(Records from a point labeling set)
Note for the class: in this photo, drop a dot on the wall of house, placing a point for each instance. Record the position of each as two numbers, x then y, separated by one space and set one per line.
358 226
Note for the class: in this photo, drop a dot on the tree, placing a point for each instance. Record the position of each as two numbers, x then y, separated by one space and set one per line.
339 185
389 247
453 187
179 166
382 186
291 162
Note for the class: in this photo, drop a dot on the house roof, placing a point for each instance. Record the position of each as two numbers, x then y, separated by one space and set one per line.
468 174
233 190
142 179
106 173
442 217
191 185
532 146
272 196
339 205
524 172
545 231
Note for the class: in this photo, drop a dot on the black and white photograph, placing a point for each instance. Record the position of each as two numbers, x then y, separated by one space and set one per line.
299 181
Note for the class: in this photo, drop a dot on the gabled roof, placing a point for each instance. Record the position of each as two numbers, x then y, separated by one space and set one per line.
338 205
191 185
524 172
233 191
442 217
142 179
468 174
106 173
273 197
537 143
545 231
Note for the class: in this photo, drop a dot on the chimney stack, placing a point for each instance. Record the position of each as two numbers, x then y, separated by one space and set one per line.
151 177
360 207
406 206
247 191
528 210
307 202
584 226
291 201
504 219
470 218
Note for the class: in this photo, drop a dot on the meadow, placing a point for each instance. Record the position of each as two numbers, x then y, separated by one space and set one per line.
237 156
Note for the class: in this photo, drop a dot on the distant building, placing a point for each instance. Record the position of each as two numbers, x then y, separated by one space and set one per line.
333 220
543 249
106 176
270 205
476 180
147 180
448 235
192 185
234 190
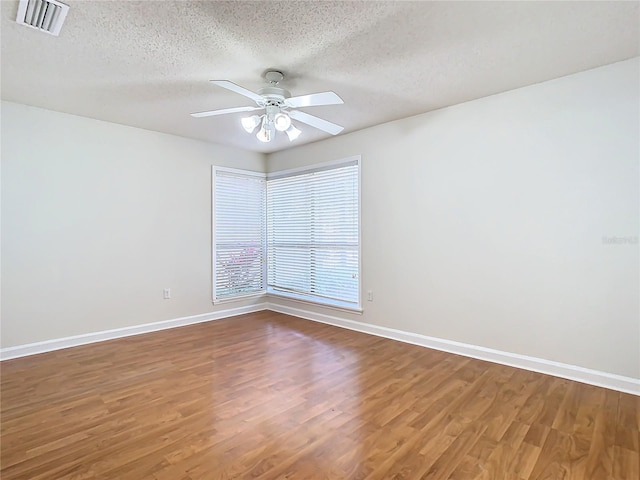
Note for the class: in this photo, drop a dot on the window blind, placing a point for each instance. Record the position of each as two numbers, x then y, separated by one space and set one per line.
313 234
239 233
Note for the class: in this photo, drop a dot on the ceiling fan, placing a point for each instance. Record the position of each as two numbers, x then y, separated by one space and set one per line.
280 107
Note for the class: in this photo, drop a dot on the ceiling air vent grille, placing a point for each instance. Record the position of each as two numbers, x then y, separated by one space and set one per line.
44 15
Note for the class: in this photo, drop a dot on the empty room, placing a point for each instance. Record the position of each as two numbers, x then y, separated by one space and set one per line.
323 240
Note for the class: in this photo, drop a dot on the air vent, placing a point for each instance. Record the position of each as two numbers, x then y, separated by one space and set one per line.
44 15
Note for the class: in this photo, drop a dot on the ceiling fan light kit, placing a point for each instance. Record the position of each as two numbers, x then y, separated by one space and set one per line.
279 108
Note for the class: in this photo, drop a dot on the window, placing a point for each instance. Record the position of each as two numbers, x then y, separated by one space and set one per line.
313 234
239 233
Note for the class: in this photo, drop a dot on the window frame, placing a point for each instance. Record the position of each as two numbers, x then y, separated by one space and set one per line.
318 300
307 299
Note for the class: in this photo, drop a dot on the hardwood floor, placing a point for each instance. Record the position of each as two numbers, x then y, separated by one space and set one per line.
270 396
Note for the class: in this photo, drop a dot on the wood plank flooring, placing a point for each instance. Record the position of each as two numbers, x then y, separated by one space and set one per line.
268 396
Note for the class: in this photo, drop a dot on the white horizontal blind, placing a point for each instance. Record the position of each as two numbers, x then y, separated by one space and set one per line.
313 234
239 234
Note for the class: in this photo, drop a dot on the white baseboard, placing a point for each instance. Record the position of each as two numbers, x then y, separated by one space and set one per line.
540 365
59 343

▶ Given exercise
Take the line with "on the hardwood" and all lines after it to the last line, and reproduce them exactly.

▶ Worked solution
Note for the class: in this photo, drop a dot on the hardwood floor, placing a point for each instance. Record the position of each as two numbers, x then y, separated by one space and set one per line.
270 396
Note for the class: in this photo, drop a dot on the wood plank flooring, placing a point for each instance. Record the position of each as two numbers, x then y, separated by one space and set one per line.
268 396
Note for the class: in this photo, drop a dot on the white horizontal blind, placing a point for each instance. Record the position of each as two numbers, x then y, separated by one space and set one per line.
313 234
239 234
Note for the class: in this photo, drop a dot on the white baseboard, placing a point for each instance. Record the position of each as two numbers, x then y, separated by one space and set one per line.
540 365
59 343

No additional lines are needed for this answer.